> [ITEMS]:
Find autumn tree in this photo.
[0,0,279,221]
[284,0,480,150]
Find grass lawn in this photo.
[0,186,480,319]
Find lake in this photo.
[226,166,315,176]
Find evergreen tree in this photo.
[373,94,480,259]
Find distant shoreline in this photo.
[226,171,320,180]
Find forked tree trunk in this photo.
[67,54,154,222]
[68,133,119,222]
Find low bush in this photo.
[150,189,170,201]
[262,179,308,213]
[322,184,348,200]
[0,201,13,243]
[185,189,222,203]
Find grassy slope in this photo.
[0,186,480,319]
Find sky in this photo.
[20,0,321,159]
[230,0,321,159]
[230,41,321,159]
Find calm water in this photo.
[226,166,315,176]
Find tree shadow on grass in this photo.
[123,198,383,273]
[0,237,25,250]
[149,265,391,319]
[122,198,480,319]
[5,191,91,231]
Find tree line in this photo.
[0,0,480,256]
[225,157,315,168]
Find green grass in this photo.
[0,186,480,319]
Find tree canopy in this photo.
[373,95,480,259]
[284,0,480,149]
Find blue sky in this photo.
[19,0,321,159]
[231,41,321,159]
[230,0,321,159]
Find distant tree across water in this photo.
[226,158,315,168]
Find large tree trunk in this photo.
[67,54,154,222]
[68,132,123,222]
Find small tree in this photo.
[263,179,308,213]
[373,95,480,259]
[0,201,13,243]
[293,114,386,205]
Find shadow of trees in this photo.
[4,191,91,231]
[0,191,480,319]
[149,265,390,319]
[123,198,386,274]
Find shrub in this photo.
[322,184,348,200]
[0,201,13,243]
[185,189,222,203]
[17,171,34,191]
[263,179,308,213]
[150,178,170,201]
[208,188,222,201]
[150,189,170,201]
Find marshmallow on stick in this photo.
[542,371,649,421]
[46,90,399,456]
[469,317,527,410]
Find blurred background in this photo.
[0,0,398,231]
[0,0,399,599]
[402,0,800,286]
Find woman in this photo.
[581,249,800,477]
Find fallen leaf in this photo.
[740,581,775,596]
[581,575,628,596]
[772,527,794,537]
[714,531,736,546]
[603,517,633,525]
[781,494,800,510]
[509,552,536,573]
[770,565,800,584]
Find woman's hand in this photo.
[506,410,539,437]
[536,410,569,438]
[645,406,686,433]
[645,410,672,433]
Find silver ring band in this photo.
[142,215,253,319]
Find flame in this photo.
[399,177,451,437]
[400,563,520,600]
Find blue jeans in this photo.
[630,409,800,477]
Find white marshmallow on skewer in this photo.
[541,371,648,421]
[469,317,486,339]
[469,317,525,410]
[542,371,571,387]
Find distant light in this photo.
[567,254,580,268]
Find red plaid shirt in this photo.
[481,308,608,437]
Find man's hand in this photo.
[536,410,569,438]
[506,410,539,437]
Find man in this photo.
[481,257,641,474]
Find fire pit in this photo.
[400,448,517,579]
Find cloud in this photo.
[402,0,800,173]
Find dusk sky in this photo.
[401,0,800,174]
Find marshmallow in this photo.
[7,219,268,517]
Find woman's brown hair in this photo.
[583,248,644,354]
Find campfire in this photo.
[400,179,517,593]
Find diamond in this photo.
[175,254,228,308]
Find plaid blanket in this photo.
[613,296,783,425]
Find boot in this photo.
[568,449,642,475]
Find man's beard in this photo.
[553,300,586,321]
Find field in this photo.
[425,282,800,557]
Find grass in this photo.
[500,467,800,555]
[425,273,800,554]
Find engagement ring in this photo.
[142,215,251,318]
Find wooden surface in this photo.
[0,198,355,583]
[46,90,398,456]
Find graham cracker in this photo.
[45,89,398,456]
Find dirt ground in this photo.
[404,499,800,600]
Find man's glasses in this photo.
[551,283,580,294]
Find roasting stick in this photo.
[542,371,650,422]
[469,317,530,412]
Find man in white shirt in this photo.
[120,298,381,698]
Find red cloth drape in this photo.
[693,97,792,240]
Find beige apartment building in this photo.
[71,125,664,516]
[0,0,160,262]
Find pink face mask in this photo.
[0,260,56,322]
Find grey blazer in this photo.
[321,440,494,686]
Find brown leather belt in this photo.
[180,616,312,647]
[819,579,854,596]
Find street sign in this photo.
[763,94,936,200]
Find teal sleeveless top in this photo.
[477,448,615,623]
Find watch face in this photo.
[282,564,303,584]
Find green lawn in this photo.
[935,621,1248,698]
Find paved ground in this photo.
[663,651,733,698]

> [AIM OF THE TASK]:
Can you give the listing again with every "Find" replaced by "Locate" and nothing else changed?

> [OUTPUT]:
Locate autumn tree in this photo.
[0,0,279,221]
[284,0,480,150]
Locate grass lawn in this photo.
[0,186,480,319]
Locate lake in this photo.
[226,166,315,176]
Locate evergreen tree in this photo.
[373,94,480,259]
Locate distant shoreline in this photo.
[226,171,320,180]
Locate forked tree trunk in this photo.
[67,54,154,222]
[68,133,119,222]
Locate low bush in this photo.
[150,189,170,201]
[262,179,308,213]
[322,184,348,200]
[0,201,13,243]
[185,189,222,203]
Locate grassy slope in this photo.
[0,186,480,319]
Locate sky in this photo.
[20,0,321,159]
[230,0,321,159]
[230,41,321,159]
Locate calm water in this photo.
[226,166,315,176]
Locate tree shadow on grass in this photo.
[123,198,383,273]
[0,237,25,250]
[149,265,391,319]
[122,198,480,319]
[5,191,91,231]
Locate tree line in this photo.
[0,0,480,256]
[225,157,315,168]
Locate green grass in this photo.
[0,186,480,319]
Locate tree canopy in this photo.
[373,95,480,259]
[284,0,480,149]
Locate blue sky in this photo.
[19,0,321,159]
[231,41,321,159]
[230,0,321,159]
Locate distant tree across water in this photo.
[226,158,315,168]
Locate large tree trunk in this photo.
[67,54,154,222]
[68,132,123,222]
Locate small tree in this photo.
[263,179,308,213]
[373,95,480,259]
[0,201,13,243]
[293,114,386,205]
Locate shadow of trees in this photo.
[4,191,91,231]
[0,191,480,319]
[149,265,390,319]
[123,198,386,274]
Locate shrub in this photo.
[322,184,348,200]
[0,201,13,243]
[185,189,222,203]
[17,171,34,191]
[263,179,308,213]
[150,178,170,201]
[208,188,222,201]
[150,189,170,201]
Locate marshmallow on stick in this photo.
[542,371,649,421]
[46,90,399,456]
[469,317,527,410]
Locate blurred background in this photo.
[0,0,398,231]
[0,0,399,599]
[402,0,800,286]
Locate woman in this photo.
[581,249,800,477]
Locate fallen leaf in this photo.
[740,581,775,596]
[581,575,628,596]
[772,527,794,537]
[714,531,736,546]
[603,517,633,525]
[781,494,800,510]
[509,552,536,573]
[770,565,800,584]
Locate woman's hand in this photo.
[506,410,539,437]
[536,410,569,438]
[645,406,686,433]
[645,410,672,433]
Locate silver ring band in this photo.
[142,215,253,319]
Locate flame in this photo.
[399,177,451,437]
[400,563,520,600]
Locate blue jeans in this photo.
[630,409,800,477]
Locate white marshmallow on skewer in this photo.
[541,371,648,421]
[469,317,486,339]
[469,317,525,410]
[542,371,571,387]
Locate distant light in this photo.
[567,254,580,268]
Locate red plaid shirt in this photo.
[481,308,608,437]
Locate man's hand in this photo.
[536,410,569,438]
[506,410,539,437]
Locate man in this photo.
[481,257,641,474]
Locate fire pit in this photo.
[400,448,517,579]
Locate cloud in this photo.
[402,0,800,173]
Locate dusk sky in this photo.
[401,0,800,174]
Locate marshmallow in this photo.
[7,219,268,517]
Locate woman's brown hair in this photo.
[583,248,644,354]
Locate campfire in this photo.
[400,179,517,593]
Locate diamond in this photo.
[175,254,228,308]
Locate plaid blanket in this photo.
[613,296,783,425]
Locate boot in this photo.
[568,449,642,475]
Locate man's beard in this photo.
[553,300,586,321]
Locate field in this photo.
[425,282,800,557]
Locate grass in this photo.
[500,467,800,555]
[425,273,800,554]
Locate engagement ring in this photo.
[142,215,251,318]
Locate wooden surface in this photo.
[0,198,355,583]
[46,90,398,456]
Locate graham cracker in this photo.
[45,89,398,456]
Locate dirt ground in this photo.
[404,499,800,600]
Locate man's glasses in this photo.
[551,283,580,294]
Locate roasting stick in this photo.
[542,371,650,422]
[469,317,530,412]
Locate man in white shirt in this photo.
[120,298,381,698]
Locate red cloth drape in this photo.
[693,97,792,240]
Locate beige apartment building in this photo.
[71,125,664,516]
[0,0,160,262]
Locate pink face mask in this photo.
[0,260,56,322]
Locate grey blazer in this photo.
[321,440,494,686]
Locate brown leather belt in this photo.
[180,616,312,647]
[819,579,854,596]
Locate street sign in this photo.
[763,94,936,200]
Locate teal sleeveless top in this photo.
[477,448,615,623]
Locate watch face in this photo.
[282,564,303,584]
Locate green lawn in this photo.
[935,621,1248,698]
Locate paved ground in this photo.
[663,651,733,698]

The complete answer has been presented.